■ **Provided records**:
Content starts

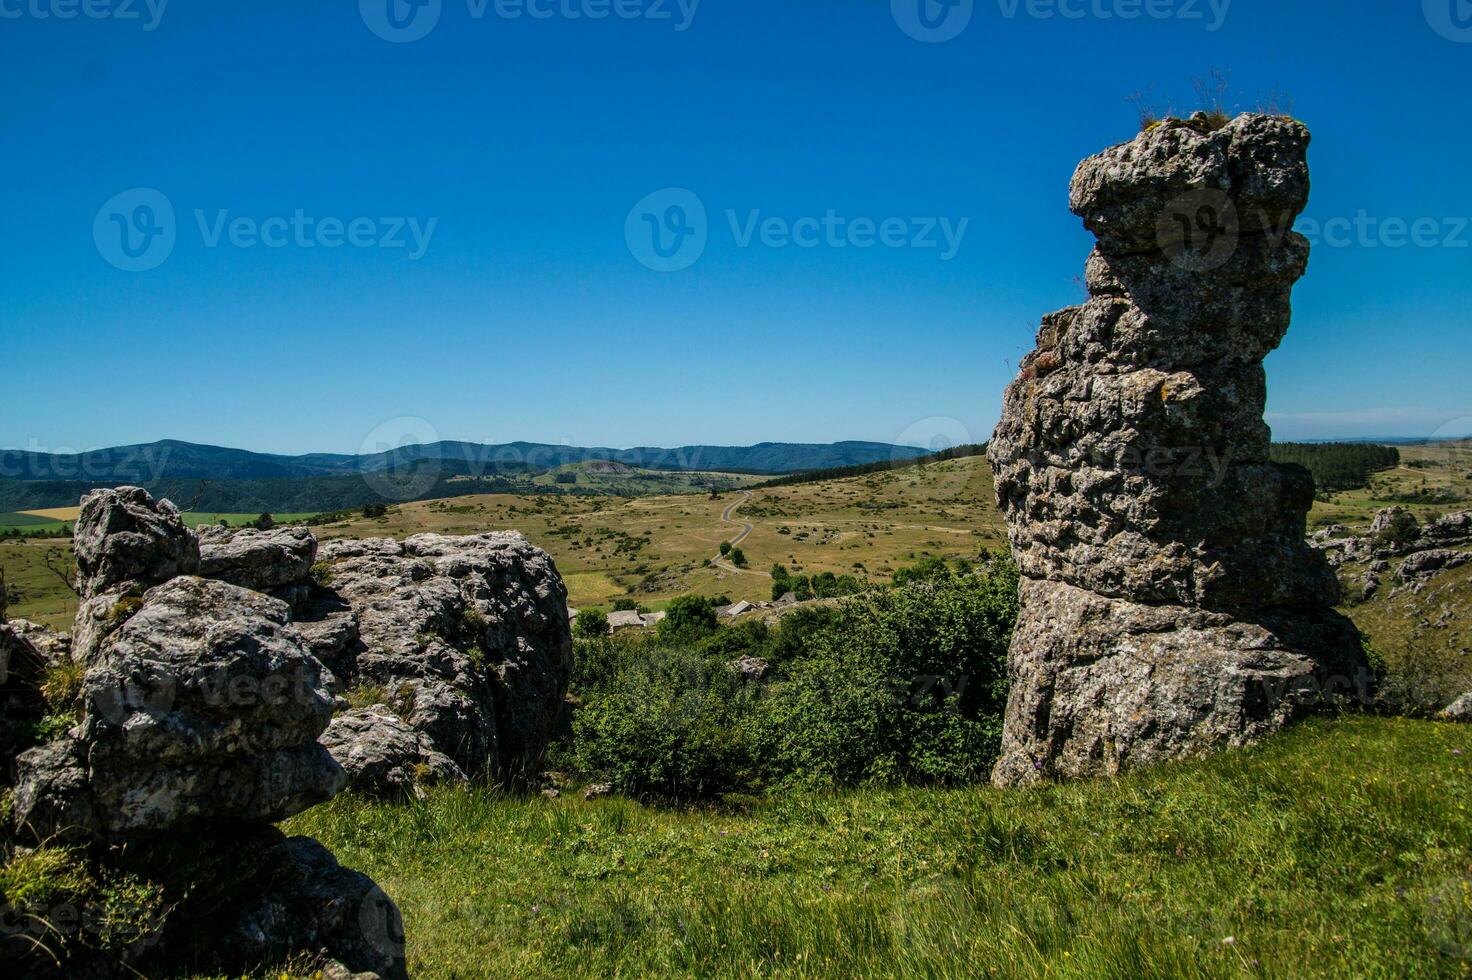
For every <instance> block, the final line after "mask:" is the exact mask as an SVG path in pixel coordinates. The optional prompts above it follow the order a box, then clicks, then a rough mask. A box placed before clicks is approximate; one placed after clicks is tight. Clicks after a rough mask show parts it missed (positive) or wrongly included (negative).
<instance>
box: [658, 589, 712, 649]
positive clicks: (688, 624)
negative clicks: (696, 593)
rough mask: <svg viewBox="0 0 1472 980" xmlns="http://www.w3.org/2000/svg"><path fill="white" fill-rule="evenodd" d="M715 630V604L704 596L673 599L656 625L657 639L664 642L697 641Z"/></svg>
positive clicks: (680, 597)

Content ends
Content starts

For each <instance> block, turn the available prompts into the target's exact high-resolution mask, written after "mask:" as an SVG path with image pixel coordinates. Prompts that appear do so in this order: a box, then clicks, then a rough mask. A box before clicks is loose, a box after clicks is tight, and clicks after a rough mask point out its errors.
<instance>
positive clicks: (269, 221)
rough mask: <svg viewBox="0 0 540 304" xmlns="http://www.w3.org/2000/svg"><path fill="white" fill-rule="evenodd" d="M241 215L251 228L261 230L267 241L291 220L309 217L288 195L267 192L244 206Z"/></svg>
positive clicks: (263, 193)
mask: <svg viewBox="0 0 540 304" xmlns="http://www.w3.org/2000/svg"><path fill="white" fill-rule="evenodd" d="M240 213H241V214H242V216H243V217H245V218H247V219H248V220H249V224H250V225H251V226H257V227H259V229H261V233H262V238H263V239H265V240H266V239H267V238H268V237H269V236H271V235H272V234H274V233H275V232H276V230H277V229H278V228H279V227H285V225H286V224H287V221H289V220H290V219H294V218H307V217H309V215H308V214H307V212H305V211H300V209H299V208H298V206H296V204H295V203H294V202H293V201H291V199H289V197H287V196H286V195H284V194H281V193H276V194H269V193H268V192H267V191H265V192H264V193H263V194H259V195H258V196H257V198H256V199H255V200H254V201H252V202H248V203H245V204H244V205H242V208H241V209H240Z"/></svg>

Content ends

■ **What to do**: Once you find the line with "positive clicks: (688, 624)" above, print it and every line after it up to and including the line with "positive clicks: (680, 597)", exactly as written and nothing else.

■ **Output for this exercise**:
positive clicks: (688, 624)
negative clicks: (696, 593)
rough mask: <svg viewBox="0 0 1472 980" xmlns="http://www.w3.org/2000/svg"><path fill="white" fill-rule="evenodd" d="M715 630V604L704 596L673 599L656 625L657 639L664 642L697 641Z"/></svg>
positive clicks: (680, 597)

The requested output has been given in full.